*** Given data Section Begins ***

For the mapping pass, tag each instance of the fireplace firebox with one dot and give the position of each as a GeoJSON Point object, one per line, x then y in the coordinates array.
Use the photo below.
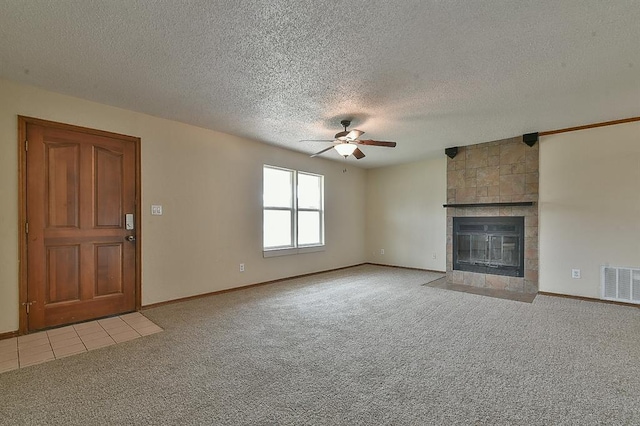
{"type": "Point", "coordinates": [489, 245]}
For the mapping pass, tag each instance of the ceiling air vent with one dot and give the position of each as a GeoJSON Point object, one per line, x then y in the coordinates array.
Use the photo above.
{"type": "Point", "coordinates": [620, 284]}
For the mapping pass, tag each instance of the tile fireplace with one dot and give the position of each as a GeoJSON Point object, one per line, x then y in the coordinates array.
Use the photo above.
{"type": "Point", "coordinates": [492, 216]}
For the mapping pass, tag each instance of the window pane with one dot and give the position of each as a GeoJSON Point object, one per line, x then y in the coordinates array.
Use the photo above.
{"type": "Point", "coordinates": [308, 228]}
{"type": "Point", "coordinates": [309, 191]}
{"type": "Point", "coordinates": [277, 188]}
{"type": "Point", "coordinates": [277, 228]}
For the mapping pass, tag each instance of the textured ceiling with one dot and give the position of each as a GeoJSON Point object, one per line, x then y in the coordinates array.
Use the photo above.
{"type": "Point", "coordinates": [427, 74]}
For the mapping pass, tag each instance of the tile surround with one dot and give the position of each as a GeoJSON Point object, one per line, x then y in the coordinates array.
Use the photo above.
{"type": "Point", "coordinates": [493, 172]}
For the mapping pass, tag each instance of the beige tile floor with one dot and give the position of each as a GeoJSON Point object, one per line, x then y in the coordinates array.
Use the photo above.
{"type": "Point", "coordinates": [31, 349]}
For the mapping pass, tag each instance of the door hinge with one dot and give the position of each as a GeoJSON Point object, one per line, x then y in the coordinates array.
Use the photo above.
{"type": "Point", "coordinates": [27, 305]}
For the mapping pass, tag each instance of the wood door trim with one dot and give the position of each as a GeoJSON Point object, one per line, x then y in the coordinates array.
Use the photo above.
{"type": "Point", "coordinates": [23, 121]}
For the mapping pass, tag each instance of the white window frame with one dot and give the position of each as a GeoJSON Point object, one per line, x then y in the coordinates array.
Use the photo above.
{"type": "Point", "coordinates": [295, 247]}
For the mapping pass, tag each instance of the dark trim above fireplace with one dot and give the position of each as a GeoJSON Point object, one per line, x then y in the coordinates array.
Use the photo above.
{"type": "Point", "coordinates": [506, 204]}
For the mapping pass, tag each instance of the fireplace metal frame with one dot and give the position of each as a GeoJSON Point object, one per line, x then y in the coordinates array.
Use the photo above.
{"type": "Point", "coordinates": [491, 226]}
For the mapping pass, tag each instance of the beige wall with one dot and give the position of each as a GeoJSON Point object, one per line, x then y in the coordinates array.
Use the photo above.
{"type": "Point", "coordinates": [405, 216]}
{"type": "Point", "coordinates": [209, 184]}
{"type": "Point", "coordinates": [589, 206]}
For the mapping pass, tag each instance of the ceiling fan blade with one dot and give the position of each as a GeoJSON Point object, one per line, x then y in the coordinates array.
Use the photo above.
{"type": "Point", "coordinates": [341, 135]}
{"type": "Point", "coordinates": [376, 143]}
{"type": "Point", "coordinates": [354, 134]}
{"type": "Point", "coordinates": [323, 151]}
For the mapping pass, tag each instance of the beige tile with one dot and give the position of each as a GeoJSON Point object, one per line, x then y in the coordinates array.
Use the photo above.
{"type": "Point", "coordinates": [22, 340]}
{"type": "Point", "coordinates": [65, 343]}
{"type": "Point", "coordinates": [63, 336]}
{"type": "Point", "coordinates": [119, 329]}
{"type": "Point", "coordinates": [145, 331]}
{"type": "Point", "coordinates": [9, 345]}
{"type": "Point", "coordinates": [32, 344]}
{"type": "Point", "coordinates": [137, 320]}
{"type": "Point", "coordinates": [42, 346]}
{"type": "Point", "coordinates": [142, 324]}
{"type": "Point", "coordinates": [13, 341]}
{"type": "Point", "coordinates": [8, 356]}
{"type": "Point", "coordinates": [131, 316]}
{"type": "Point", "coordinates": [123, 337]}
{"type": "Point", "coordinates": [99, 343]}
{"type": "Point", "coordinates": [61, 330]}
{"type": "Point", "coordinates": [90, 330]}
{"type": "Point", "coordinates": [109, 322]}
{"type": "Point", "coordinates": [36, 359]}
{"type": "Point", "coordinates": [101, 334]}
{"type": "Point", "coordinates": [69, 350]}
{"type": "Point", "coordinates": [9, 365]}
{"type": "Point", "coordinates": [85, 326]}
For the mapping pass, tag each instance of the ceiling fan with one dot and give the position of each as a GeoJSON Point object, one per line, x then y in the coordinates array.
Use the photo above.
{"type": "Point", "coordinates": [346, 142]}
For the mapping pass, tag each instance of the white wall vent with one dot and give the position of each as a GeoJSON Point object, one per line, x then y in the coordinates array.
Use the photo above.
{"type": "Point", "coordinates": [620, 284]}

*** Given data Section Ends ***

Could you give the listing above again word for word, without any pictures?

For the mapping pass, tag each instance of the fireplace firebox with one dot and give the position of each as a GeoJSON Point object, one per line, x then y in the coordinates array.
Use the photo below.
{"type": "Point", "coordinates": [489, 245]}
For the mapping pass, tag each instance of the ceiling air vent with one dot and give the position of each as a GeoJSON Point object, one per line, x then y in the coordinates array.
Use the photo above.
{"type": "Point", "coordinates": [620, 284]}
For the mapping pass, tag each instance of the tile fireplace with one dot and give the position of each as a GeoJSON Point object, one per line, x then y in the coordinates array.
Use the photo above.
{"type": "Point", "coordinates": [492, 216]}
For the mapping pass, tag each instance of the window pane with one dot and give the position of each as a GeoJSON Point object, one per line, x then y in the coordinates array.
Use the photo above.
{"type": "Point", "coordinates": [308, 228]}
{"type": "Point", "coordinates": [309, 191]}
{"type": "Point", "coordinates": [277, 188]}
{"type": "Point", "coordinates": [277, 228]}
For the mapping pass, tag each instance of the textured ceiling with one dot and give the position of each as a GeoJSON Point object, one per line, x then y in the coordinates array.
Use the photo above.
{"type": "Point", "coordinates": [427, 74]}
For the mapping pass, tag each instance of the tile surround with one dot and give the position of each as a GeoJSON Point object, one per line, x then y in the coordinates array.
Use the photo above.
{"type": "Point", "coordinates": [493, 172]}
For the mapping pass, tag each instance of the beige tile floor with one dot and give the position of each as a GeoJSON Point object, one per line, x then y in the coordinates array.
Use the photo above.
{"type": "Point", "coordinates": [31, 349]}
For the mapping pass, tag each instance of the door hinge with one dot and give the position of each as a GeoJSON Point object, one per line, x then y in the coordinates array.
Use the photo above.
{"type": "Point", "coordinates": [27, 305]}
For the mapping pass, tag each instance of the wood door trim with one dot and give the position of each as a GeoJSON Point object, one per line, x then y in the coordinates array.
Use the photo above.
{"type": "Point", "coordinates": [23, 121]}
For the mapping pass, tag each instance of the white window frame with one dot and give the position of each as a GeoJSON Point object, one per line, x then y in the coordinates array.
Use the photo above.
{"type": "Point", "coordinates": [295, 247]}
For the mapping pass, tag each instance of the dark trim above fireplace with one dot and give the position of each as a GeoJSON Point object, one per line, x then y in the coordinates array.
Use the photo above.
{"type": "Point", "coordinates": [506, 204]}
For the mapping pass, tag each instance of the fireplace metal frame with one dot and give the position of each as a GeoJSON Point object, one per line, x then y in the coordinates array.
Use the photo above.
{"type": "Point", "coordinates": [491, 226]}
For the mapping pass, tag each instance of the beige wall with one dot and give the position of each as a GeoJSON Point object, one per line, x then y in the coordinates array.
Use the photo above.
{"type": "Point", "coordinates": [405, 216]}
{"type": "Point", "coordinates": [209, 184]}
{"type": "Point", "coordinates": [589, 206]}
For the mapping pass, tag each instance of the ceiling fan blade with one dot and give the position of each as a GeoJSON Point object, one per line, x then y in the coordinates array.
Use the photo above.
{"type": "Point", "coordinates": [341, 135]}
{"type": "Point", "coordinates": [376, 143]}
{"type": "Point", "coordinates": [354, 134]}
{"type": "Point", "coordinates": [323, 151]}
For the mapping pass, tag each instance of the beige tile with one dot and give the position of each as a GeoJSON Point object, one per line, x then y in the coordinates array.
Use the photo above.
{"type": "Point", "coordinates": [22, 340]}
{"type": "Point", "coordinates": [65, 343]}
{"type": "Point", "coordinates": [63, 336]}
{"type": "Point", "coordinates": [119, 329]}
{"type": "Point", "coordinates": [145, 331]}
{"type": "Point", "coordinates": [9, 345]}
{"type": "Point", "coordinates": [32, 344]}
{"type": "Point", "coordinates": [137, 320]}
{"type": "Point", "coordinates": [42, 346]}
{"type": "Point", "coordinates": [142, 324]}
{"type": "Point", "coordinates": [13, 341]}
{"type": "Point", "coordinates": [8, 356]}
{"type": "Point", "coordinates": [131, 316]}
{"type": "Point", "coordinates": [123, 337]}
{"type": "Point", "coordinates": [99, 343]}
{"type": "Point", "coordinates": [61, 330]}
{"type": "Point", "coordinates": [90, 330]}
{"type": "Point", "coordinates": [109, 322]}
{"type": "Point", "coordinates": [36, 359]}
{"type": "Point", "coordinates": [101, 334]}
{"type": "Point", "coordinates": [69, 350]}
{"type": "Point", "coordinates": [9, 365]}
{"type": "Point", "coordinates": [85, 326]}
For the mapping pass, tag each instance of the ceiling fan with one dot and give the position of each as a GeoJSON Point object, one per line, x then y in the coordinates array.
Use the photo above.
{"type": "Point", "coordinates": [346, 142]}
For the mapping pass, tag each instance of the white wall vent with one dot and give the position of each as a GeoJSON Point object, one per line, x then y in the coordinates array.
Use the photo above.
{"type": "Point", "coordinates": [620, 284]}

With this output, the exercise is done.